* **PASSAGE TO READ**

——————

Current experience with the Haiti disaster response has provoked memories of the early days of the 2009 H1N1 pandemic, where unofficial reporting mechanisms preceded official reporting. It is clear the work of the unofficial human "mash-ups" like Crisis Mappers Net, with partners like Ushahidi, InSTEDD, HealthMap, and many others are showing a new, agile mechanism for gathering and reporting crisis information. Right now we are observing tremendous chaos and delays in reporting information from the larger NGOs and official organizations who are on the ground in Haiti- where the bigger and more beaurocratic the organization, the more difficult it is to coordinate information flow in an environment where agility is becomes most important. This is the classic hallmark of a disaster, where the demand for information is tremendous... a demand at odds with the very nature of a cumbersome beaurocratic entity.
Below is a chart of unofficial versus official reporting in the early days of the 2009 H1N1 pandemic. Even inside the United States there were tremendous time differences between unofficial reporting of suspected cases and official reporting by CDC, which was reflective of lack of available test kits for pH1N1, the hierarchical nature of reporting at the local, state, and national levels, and the methodical process of forensic epidemiological investigation. When considering the interface of national level reporting to WHO, the same kinds of time delays were also observed.

——————

* **WHAT YOU NEED TO DO**
(1) Decide whether each statement agrees with the passage on crisis reporting, and answer yes or no for each, quoting the deciding words of the passage exactly. (a) In the early days of the 2009 H1N1 pandemic, official reporting came before unofficial reporting. (b) The passage gives a lack of available test kits as one reason for the delays in CDC reporting. (c) Time delays like those in the United States were also seen in national reporting to WHO.
(2) Proceed with the passage on crisis reporting, starting after its final sentence.
The lines after this point are not needed.

——————

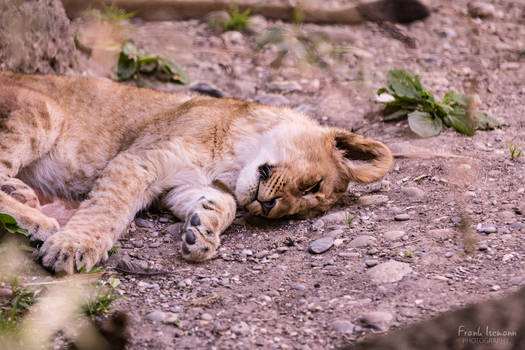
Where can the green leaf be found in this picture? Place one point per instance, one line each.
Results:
(424, 124)
(9, 224)
(396, 115)
(404, 85)
(127, 67)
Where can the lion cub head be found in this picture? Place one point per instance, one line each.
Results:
(302, 168)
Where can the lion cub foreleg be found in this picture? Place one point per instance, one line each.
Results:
(126, 185)
(207, 212)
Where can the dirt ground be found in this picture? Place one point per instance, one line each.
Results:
(265, 289)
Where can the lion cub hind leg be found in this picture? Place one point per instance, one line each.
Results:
(126, 186)
(208, 212)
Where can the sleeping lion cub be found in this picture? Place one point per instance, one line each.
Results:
(115, 148)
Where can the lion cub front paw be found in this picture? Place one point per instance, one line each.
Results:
(70, 252)
(199, 240)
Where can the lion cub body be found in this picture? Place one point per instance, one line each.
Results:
(116, 147)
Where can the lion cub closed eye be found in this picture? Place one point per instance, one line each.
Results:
(116, 148)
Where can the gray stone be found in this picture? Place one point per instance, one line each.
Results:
(272, 100)
(362, 241)
(299, 286)
(382, 319)
(321, 245)
(138, 243)
(481, 9)
(156, 315)
(241, 329)
(284, 86)
(393, 235)
(206, 317)
(6, 293)
(402, 217)
(487, 228)
(413, 192)
(391, 271)
(335, 217)
(317, 225)
(174, 229)
(375, 199)
(143, 223)
(342, 326)
(370, 262)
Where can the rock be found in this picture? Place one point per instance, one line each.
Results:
(362, 241)
(495, 288)
(317, 225)
(377, 319)
(241, 329)
(413, 192)
(138, 243)
(143, 223)
(5, 293)
(156, 316)
(391, 271)
(233, 37)
(402, 217)
(284, 86)
(206, 317)
(299, 286)
(447, 33)
(370, 262)
(375, 199)
(170, 318)
(208, 89)
(174, 229)
(272, 100)
(321, 245)
(336, 217)
(342, 326)
(487, 228)
(481, 9)
(393, 235)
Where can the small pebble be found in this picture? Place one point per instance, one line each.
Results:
(206, 317)
(371, 262)
(402, 217)
(321, 245)
(299, 286)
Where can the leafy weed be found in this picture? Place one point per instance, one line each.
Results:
(426, 115)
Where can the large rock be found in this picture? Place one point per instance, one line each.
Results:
(35, 37)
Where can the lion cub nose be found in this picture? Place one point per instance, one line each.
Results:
(267, 206)
(189, 237)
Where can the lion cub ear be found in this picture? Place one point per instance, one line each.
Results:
(361, 158)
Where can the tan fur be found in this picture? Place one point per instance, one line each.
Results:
(117, 147)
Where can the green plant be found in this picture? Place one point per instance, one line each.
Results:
(349, 218)
(515, 151)
(12, 310)
(133, 61)
(426, 116)
(9, 224)
(237, 20)
(101, 297)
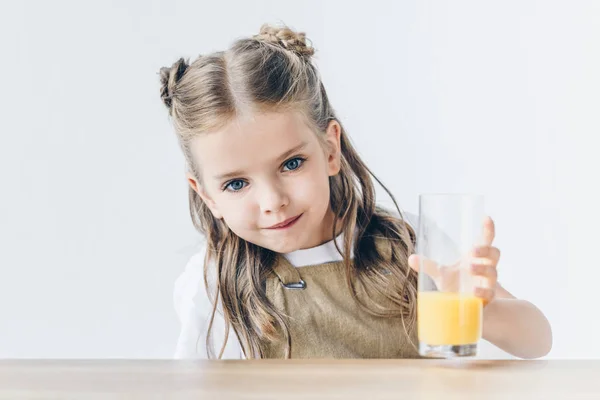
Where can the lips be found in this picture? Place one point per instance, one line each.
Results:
(286, 223)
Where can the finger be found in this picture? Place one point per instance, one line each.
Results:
(485, 294)
(419, 263)
(487, 271)
(487, 252)
(489, 231)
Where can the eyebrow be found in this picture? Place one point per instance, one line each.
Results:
(282, 157)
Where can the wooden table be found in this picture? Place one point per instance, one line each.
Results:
(299, 379)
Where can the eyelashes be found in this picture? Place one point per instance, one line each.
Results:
(291, 165)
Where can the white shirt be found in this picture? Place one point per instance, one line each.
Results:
(194, 308)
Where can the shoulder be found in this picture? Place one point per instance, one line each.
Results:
(189, 290)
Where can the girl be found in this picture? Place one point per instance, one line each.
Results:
(298, 261)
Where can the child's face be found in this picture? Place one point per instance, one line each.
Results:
(260, 171)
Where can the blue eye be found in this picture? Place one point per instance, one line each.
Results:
(235, 186)
(293, 164)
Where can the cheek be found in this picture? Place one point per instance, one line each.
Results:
(313, 189)
(237, 213)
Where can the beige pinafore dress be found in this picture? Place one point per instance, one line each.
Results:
(326, 321)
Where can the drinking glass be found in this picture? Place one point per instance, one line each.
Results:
(449, 316)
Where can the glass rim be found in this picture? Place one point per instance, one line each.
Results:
(451, 194)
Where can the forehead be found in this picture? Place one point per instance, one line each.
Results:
(251, 142)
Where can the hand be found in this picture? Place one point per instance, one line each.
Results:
(482, 263)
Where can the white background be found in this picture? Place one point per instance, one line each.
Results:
(500, 98)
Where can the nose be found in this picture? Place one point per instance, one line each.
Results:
(272, 198)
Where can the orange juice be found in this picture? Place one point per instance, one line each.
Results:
(448, 318)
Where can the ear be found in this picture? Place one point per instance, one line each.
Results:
(333, 136)
(200, 190)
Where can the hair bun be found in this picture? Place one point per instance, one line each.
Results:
(169, 77)
(286, 38)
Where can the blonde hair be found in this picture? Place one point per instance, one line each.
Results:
(273, 71)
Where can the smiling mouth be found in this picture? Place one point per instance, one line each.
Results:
(286, 224)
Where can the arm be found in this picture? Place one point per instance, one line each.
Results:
(516, 326)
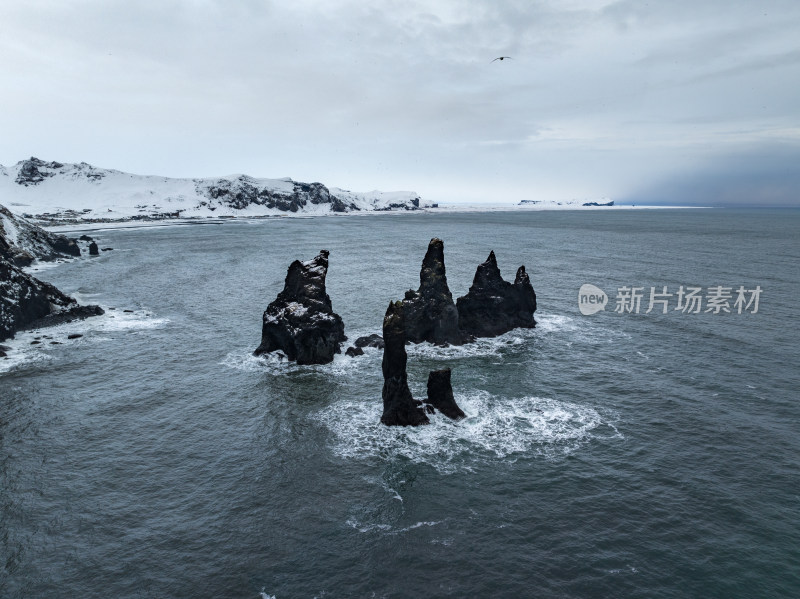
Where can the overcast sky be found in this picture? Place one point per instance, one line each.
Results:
(680, 101)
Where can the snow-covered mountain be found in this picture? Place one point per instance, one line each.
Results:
(55, 192)
(22, 242)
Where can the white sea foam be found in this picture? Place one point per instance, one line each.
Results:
(95, 329)
(388, 528)
(496, 428)
(278, 364)
(484, 346)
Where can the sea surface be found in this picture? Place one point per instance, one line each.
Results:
(611, 455)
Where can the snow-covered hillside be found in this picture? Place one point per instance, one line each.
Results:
(55, 192)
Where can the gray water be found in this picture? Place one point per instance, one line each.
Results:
(613, 455)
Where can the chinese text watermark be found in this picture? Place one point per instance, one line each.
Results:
(684, 299)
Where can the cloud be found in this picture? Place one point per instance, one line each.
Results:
(762, 176)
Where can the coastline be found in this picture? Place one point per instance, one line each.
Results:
(80, 226)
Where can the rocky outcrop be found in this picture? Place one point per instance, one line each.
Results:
(440, 394)
(357, 349)
(26, 302)
(34, 171)
(494, 306)
(399, 407)
(22, 242)
(430, 314)
(91, 194)
(301, 322)
(373, 340)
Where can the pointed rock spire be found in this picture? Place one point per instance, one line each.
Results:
(301, 321)
(430, 314)
(494, 306)
(399, 407)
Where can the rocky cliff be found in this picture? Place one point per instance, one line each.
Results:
(27, 302)
(22, 242)
(55, 192)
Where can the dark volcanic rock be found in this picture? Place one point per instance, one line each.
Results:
(430, 314)
(22, 242)
(301, 322)
(26, 302)
(357, 349)
(373, 340)
(494, 306)
(34, 171)
(399, 407)
(440, 394)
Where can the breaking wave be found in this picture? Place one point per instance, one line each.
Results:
(25, 351)
(496, 428)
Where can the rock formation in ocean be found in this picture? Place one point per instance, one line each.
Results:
(301, 321)
(22, 242)
(26, 302)
(440, 394)
(399, 407)
(430, 314)
(494, 306)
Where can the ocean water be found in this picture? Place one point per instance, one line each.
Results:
(612, 455)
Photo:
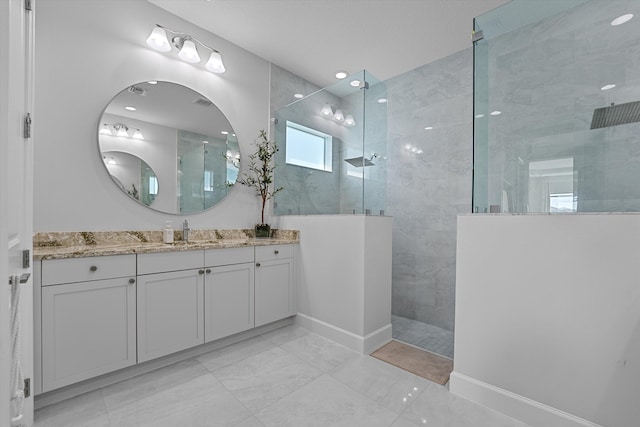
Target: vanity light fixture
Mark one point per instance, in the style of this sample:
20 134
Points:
121 131
330 112
188 48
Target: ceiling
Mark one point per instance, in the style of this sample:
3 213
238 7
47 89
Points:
316 38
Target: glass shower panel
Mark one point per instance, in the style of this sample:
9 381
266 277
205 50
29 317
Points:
330 153
556 107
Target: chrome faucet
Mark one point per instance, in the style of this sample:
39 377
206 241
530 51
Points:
185 231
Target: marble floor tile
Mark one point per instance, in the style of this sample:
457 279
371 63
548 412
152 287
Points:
145 385
320 351
436 407
250 422
326 402
386 384
227 355
199 402
261 380
88 410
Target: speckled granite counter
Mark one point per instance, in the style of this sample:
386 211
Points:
59 245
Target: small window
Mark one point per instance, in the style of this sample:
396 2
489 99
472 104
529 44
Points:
153 185
308 148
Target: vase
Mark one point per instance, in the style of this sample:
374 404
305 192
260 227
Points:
263 231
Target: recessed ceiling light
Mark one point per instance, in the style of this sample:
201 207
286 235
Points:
622 19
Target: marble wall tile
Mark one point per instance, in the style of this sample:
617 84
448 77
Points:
426 191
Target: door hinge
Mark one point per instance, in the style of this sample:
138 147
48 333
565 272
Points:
27 126
477 36
26 255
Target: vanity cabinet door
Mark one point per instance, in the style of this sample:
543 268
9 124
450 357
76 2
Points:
275 293
88 329
170 312
229 300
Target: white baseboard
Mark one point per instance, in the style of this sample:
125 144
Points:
514 405
362 344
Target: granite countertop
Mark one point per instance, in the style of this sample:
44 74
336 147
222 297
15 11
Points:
60 245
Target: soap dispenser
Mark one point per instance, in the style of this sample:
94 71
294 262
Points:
167 232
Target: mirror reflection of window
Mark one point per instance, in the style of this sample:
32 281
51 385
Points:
551 186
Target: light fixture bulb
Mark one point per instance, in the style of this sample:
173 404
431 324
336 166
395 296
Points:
122 131
158 40
349 121
189 53
214 64
327 111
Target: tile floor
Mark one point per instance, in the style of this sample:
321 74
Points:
423 335
287 377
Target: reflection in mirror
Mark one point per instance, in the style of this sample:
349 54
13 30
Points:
181 136
132 175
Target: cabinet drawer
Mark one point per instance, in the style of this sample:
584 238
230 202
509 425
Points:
170 261
271 252
216 257
56 271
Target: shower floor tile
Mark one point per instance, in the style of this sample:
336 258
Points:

——————

* **RESULTS FOR EACH TASK**
(1)
(a) No: "unofficial reporting mechanisms preceded official reporting"
(b) Yes: "which was reflective of lack of available test kits for pH1N1"
(c) Yes: "the same kinds of time delays were also observed"

(2)
The numbers in the left and right-hand columns represent the difference in days between first report of suspect cases of H1N1 and first report of laboratory confirmation.
It has been said here we are witnessing the birth of a new professional discipline in the realm of operational biosurveillance... a discipline that places a higher premium on unofficial reporting because the output of this community is timely, relevant warning of biological threats to society.
As we are observing right now in Haiti, the phenomenon of time delays between unofficial and official reporting is certainly not unique to operational biosurveillance.